## Short problem
Pull out each line in the rows below that contains the word "green", and copy those lines unchanged.

## Data section
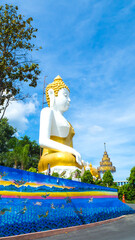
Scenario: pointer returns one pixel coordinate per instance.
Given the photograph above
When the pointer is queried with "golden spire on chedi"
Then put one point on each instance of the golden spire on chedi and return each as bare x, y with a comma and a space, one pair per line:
106, 164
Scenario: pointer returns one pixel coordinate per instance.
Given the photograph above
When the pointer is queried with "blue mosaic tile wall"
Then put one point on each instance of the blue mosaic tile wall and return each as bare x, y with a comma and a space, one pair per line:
31, 202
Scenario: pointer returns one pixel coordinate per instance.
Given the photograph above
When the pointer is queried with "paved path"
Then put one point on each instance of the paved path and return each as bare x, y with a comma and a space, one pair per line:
123, 229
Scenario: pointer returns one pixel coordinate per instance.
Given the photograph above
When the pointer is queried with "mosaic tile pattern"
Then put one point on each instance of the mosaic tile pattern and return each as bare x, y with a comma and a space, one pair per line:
31, 202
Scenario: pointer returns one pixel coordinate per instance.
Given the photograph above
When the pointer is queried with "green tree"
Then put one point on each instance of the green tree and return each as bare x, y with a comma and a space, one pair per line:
87, 177
108, 179
131, 179
16, 66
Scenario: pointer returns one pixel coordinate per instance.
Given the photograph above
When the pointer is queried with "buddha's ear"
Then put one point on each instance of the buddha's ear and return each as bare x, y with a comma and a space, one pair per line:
51, 96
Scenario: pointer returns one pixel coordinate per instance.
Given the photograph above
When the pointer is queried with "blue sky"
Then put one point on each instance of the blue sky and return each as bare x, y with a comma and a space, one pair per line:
91, 45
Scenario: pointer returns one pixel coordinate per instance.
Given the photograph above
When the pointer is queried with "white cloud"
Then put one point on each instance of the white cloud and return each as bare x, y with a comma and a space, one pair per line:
18, 113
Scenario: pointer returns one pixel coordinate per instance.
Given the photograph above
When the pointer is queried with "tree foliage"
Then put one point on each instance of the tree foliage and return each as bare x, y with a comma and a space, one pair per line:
108, 179
87, 177
16, 66
131, 179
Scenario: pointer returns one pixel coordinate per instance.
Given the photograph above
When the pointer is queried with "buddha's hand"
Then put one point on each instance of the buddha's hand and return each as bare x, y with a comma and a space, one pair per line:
78, 157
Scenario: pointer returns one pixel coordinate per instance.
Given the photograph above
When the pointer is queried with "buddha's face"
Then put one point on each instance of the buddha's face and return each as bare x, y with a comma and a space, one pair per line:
62, 101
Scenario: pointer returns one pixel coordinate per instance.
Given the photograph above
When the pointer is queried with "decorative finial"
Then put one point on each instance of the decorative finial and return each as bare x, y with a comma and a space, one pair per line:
105, 146
57, 78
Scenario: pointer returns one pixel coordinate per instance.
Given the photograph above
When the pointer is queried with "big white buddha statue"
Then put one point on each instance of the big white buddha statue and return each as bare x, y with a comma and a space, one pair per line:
56, 133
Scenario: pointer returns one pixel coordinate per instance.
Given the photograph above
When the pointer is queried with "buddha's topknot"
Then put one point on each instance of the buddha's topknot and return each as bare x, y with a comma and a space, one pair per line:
56, 85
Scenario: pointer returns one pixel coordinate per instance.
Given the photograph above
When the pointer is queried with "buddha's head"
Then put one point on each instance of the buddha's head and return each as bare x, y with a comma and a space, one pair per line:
57, 95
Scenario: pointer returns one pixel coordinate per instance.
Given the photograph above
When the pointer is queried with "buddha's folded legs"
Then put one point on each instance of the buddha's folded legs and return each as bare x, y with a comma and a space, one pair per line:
57, 159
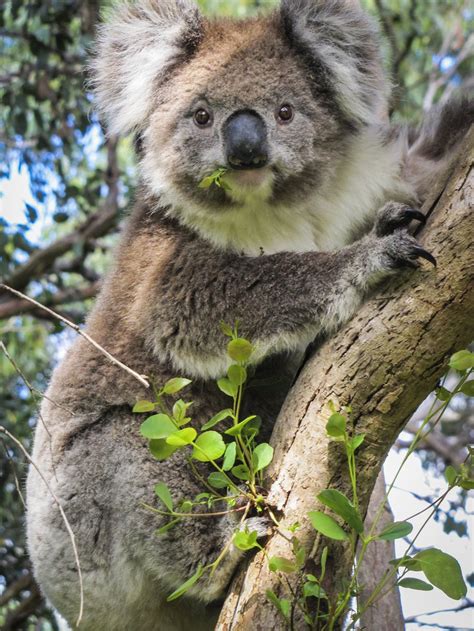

## Final result
When the pointer is queried with "green tree"
Then put one point on each instance of the green tree and return each as bare x, y with a comma and a space, one pair per line:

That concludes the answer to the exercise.